*Aufgaben*:
a - Seit wann wohnen Ina Radermacher und Michael Hartwig laut dem Zeitungsartikel über das Bergsteigerpaar aus Schlosswil in Schlosswil?
b - Schreiben Sie aus dem Zeitungsartikel über das Bergsteigerpaar aus Schlosswil den Abschnitt von „In den Vorträgen“ bis einschließlich „Traum nachleben soll.“ wörtlich ab.
c - Nehmen Sie den Zeitungsartikel über das Bergsteigerpaar aus Schlosswil nach seinem letzten Satz wieder auf und schreiben Sie ihn fort.

*Seite*:
====

Schlosswil - «In den Bergen zählt nur der Moment, der nächste Schritt»

Sie leben ihren Traum, Ina Radermacher und Michael Hartwig. Auf jedem Kontinent wollen sie den höchsten Berg besteigen, zudem den Nord- und Südpol erreichen. In Vorträgen möchten sie dazu motivieren, Träume umzusetzen.

Silvia Ben el Warda-Wullschläger / Wochen-Zeitung

 Wenn es einen Ort gibt, an dem sich Ina Radermacher und Michael Hartwig wohl fühlen, dann in den Bergen. «Dort finde ich zu mir selbst und gewinne Abstand zum Alltag. In den Bergen, insbesondere in extremen Höhen, ist man unglaublich langsam unterwegs. Ein Schritt, zweimal atmen, und wieder ein Schritt. Das ist wie Meditation. Nur der Moment zählt.» So umschreibt Ina Radermacher die Faszination von Hochgebirgstouren. Seit zwei Jahren wohnen sie und ihr Partner Michael Hartwig in Schlosswil, geniessen die Ruhe, die schöne Umgebung und den Blick auf sechs Viertausender.

«Wir fühlen uns wohl hier», betonen die 34-jährige Mentaltrainerin und der 43-jährige Physiotherapeut. Um der Bevölkerung ihr Projekt näher zu bringen, planen sie an ihrem Wohnort und in Langnau – dem Arbeitsort von Michael Hartwig – Vorträge (siehe Textende). Im Mai werden sie dann in Deutschland, ihrem Heimatland, unterwegs sein.

Seinen Traum verwirklichen

In den Vorträgen geht es den beiden um mehr, als von ihrer letzten grossen Tour, der Besteigung des Aconcagua in Südamerika, zu berichten oder von ihrem Projekt (siehe Kasten) zu schwärmen. Sie wollen etwas in den Zuhörern und Zuschauerinnen berühren. «Jeder Mensch hat einen Traum und bringt auch die nötigen Ressourcen mit, um ihn zu erfüllen», ist Ina Radermacher überzeugt. «Viele Menschen fühlen sich gefangen: berufliche, finanzielle und familiäre Verpflichtungen können drücken und beengen. Dennoch liegt es an jedem einzelnen zu entscheiden, wie er sein Leben gestalten will.» Damit meint die Betriebswirtschafterin nicht, dass jeder seine Sachen hin-
schmeissen und nur noch seinem Traum nachleben soll.

====

*Extrahierte Daten*:
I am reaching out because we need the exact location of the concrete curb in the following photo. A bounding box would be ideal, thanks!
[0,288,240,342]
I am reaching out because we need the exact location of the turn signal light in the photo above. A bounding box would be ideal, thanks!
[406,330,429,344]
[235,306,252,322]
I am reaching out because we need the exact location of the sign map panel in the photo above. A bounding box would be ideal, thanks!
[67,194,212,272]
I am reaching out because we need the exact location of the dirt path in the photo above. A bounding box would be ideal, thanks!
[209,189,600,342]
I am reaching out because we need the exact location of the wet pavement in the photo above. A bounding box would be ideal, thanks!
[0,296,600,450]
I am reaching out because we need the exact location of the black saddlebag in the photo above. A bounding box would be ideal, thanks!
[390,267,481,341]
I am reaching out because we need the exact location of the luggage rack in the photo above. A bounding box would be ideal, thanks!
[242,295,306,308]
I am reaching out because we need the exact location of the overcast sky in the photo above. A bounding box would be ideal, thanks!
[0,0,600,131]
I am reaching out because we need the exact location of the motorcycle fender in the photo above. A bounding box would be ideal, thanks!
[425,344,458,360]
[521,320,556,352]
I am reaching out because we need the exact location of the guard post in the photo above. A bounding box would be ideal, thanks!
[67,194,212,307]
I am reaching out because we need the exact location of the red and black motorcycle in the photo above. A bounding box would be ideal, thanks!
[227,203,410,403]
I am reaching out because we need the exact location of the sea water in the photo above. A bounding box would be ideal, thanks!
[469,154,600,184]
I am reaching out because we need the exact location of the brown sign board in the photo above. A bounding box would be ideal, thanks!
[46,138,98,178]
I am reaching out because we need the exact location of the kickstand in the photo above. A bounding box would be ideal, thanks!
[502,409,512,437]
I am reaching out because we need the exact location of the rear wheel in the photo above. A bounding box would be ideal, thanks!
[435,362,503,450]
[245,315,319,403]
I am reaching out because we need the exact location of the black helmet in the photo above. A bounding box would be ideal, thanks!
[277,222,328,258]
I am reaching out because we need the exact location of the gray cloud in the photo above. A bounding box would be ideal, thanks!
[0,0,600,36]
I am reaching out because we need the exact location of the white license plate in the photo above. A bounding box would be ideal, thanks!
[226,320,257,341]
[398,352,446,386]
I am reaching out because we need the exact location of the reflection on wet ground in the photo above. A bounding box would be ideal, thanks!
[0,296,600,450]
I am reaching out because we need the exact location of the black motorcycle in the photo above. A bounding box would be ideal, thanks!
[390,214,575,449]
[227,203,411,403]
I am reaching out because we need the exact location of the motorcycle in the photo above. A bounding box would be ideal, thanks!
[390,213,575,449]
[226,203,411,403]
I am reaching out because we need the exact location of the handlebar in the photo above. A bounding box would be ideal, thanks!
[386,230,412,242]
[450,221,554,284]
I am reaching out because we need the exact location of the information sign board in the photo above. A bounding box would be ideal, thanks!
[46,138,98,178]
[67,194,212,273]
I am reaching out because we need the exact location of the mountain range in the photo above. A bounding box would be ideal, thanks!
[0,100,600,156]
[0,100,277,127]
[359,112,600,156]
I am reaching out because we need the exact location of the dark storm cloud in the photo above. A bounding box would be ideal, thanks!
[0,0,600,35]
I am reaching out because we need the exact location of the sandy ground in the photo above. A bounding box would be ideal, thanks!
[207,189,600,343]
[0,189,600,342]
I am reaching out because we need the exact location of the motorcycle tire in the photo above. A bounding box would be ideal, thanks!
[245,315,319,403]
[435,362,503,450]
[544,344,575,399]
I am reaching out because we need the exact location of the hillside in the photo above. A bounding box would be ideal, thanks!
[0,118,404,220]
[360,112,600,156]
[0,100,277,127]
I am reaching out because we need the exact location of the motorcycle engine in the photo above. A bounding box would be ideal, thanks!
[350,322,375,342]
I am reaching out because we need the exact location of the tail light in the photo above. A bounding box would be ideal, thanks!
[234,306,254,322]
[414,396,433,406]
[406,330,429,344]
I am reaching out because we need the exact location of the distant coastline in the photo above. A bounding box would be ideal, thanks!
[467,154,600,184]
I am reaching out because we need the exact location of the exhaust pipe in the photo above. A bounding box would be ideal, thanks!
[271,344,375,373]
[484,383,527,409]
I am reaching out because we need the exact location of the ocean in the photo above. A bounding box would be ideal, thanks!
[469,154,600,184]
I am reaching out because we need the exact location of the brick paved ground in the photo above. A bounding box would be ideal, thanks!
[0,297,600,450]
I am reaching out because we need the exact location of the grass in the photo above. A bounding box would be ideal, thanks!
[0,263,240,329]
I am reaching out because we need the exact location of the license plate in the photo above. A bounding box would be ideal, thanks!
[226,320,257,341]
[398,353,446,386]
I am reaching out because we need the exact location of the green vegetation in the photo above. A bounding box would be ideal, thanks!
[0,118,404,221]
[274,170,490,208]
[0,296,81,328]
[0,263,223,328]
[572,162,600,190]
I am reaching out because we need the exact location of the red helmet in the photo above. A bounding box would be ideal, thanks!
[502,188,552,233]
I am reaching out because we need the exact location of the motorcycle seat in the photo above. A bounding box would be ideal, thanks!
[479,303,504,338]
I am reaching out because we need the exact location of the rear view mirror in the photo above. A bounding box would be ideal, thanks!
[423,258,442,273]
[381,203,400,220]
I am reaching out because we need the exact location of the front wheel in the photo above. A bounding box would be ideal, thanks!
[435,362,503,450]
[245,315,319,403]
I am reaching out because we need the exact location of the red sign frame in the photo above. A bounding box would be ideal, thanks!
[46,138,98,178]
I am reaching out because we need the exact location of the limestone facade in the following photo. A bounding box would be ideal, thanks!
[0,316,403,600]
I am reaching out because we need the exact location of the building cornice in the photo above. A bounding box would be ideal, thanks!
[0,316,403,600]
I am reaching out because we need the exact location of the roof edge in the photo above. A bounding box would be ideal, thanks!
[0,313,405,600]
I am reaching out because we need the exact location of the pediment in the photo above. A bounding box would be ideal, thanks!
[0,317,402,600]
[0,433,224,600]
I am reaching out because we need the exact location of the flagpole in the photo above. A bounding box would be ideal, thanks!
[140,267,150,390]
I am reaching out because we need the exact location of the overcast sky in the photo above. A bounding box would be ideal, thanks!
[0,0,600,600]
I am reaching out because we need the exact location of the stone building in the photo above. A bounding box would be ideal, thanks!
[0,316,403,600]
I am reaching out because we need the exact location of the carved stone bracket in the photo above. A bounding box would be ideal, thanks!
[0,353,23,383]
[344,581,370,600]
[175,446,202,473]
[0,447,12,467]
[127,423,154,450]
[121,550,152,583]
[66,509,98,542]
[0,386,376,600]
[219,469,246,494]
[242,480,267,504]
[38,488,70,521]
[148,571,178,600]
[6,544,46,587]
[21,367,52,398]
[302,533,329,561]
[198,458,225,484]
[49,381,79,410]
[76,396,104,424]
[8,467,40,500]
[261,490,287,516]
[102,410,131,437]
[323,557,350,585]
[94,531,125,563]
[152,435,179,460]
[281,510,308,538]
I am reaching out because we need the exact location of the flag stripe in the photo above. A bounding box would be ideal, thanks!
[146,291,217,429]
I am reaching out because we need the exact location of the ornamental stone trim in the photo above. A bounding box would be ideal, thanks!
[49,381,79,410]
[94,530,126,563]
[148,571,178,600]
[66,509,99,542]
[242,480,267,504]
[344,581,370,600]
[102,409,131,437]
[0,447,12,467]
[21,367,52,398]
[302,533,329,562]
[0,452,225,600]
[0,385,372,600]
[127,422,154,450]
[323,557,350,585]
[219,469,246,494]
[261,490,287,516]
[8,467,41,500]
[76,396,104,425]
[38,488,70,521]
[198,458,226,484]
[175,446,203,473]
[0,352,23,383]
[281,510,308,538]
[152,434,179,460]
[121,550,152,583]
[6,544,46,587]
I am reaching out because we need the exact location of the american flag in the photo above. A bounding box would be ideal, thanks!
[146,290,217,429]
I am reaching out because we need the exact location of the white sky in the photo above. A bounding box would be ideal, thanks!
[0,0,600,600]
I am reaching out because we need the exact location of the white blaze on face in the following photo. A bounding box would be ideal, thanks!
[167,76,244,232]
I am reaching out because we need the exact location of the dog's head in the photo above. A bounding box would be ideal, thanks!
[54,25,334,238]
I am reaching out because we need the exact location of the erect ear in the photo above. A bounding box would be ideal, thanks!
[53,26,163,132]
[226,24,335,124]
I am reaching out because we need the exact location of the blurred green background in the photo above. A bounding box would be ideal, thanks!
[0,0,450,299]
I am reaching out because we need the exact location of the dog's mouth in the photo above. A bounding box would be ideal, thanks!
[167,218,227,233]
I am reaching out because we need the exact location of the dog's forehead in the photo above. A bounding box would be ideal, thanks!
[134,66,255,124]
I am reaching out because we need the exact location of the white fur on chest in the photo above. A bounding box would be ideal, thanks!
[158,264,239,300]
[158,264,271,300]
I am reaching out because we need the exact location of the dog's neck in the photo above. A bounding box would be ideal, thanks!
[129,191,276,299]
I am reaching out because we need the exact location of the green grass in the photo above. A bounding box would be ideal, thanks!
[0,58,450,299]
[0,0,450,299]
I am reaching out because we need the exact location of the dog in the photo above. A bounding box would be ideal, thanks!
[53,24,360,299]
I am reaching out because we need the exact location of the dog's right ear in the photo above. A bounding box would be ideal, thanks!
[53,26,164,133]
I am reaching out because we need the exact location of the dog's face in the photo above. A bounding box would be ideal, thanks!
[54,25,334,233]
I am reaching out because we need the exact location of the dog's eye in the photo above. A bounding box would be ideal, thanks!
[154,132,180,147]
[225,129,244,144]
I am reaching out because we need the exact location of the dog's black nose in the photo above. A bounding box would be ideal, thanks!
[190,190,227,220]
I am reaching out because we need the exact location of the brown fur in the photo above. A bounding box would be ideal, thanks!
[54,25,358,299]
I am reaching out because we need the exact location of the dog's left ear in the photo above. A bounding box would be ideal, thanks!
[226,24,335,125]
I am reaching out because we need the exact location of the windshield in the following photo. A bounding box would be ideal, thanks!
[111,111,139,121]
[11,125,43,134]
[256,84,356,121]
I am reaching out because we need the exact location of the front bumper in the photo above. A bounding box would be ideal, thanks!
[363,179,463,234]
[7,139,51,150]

====

*Lösungen*:
a - Seit zwei Jahren.

b -
In den Vorträgen geht es den beiden um mehr, als von ihrer letzten grossen Tour, der Besteigung des Aconcagua in Südamerika, zu berichten oder von ihrem Projekt (siehe Kasten) zu schwärmen. Sie wollen etwas in den Zuhörern und Zuschauerinnen berühren. «Jeder Mensch hat einen Traum und bringt auch die nötigen Ressourcen mit, um ihn zu erfüllen», ist Ina Radermacher überzeugt. «Viele Menschen fühlen sich gefangen: berufliche, finanzielle und familiäre Verpflichtungen können drücken und beengen. Dennoch liegt es an jedem einzelnen zu entscheiden, wie er sein Leben gestalten will.» Damit meint die Betriebswirtschafterin nicht, dass jeder seine Sachen hin-
schmeissen und nur noch seinem Traum nachleben soll.

c -
Aus eigener Erfahrung weiss sie, dass es harte Arbeit bedeuten kann, den eigenen Traum Wirklichkeit werden zu lassen. «Es ist wichtig, einen Schritt nach dem anderen zu tun. Das Ganze ist ein Prozess, der länger dauern kann, ähnlich wie das Besteigen eines Berges.» Mit ihrer Firma «Outdoor-Xdream» bieten Radermacher und Hartwig Kurse und Seminare im Bereich Personalcoaching und Mentaltraining an. «Wir motivieren und unterstützen unsere Kunden bei der Verwirklichung ihres Ziels, ihres Traums.»

Sieben Gipfel und zwei Pole

Ihren Traum, die höchsten Gipfel aller Kontinente zu besteigen, hegt Ina Radermacher bereits seit 2006. Michael Hartwig dagegen träumte davon, den Nord- und Südpol vom Festland aus auf Skiern zu erreichen. Weil beide sich auch mit der Idee des andern anfreunden konnten, starteten sie das Projekt «7 Summits & 2 Poles». 2007 bestiegen sie den Kilimandscharo in Tansania, 2008 den Elbrus in Russland und Anfang dieses Jahres den Aconcagua in Argentinien. Im November folgt die Besteigung des Mount Vinson in der Antarktis und gleichzeitig die Durchquerung der Antarktis über den Südpol. Michael Hartwig freut sich besonders auf diese Expedition. «Die unendliche Weite und die Einsamkeit, das Ausgesetztsein, werden die grössten Herausforderungen sein.

Dazu kommt natürlich das extreme Klima.» Es sei wichtig, sich bereits jetzt intensiv mit dem Südpol auseinanderzusetzen. «Wir lesen sehr viel darüber. Und wir überlegen bereits jetzt, wie viel Fett wir uns vorher anessen müssen, wie viele Kalorien wir pro Tag benötigen, wie viele Kilos wir ziehen werden.» Während des Sommers halten sie sich mit Kletter- und Hochgebirgstouren im Wallis fit, die sie als Mentaltrainer begleiten. Zwei Monate vor dem Start beginnt dann das Intensivtraining, vor allem mit Lasten tragen und ziehen.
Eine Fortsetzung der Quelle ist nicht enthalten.